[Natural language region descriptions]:
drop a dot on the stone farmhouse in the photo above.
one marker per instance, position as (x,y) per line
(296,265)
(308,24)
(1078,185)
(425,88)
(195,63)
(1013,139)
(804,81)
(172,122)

[About this exercise]:
Write the data out once more. Keep every word the same.

[Task answer]:
drop a dot on the stone farmhouse in the photo above.
one marker per instance, position as (x,y) per line
(296,265)
(308,24)
(1078,185)
(425,88)
(195,63)
(1013,139)
(804,81)
(172,122)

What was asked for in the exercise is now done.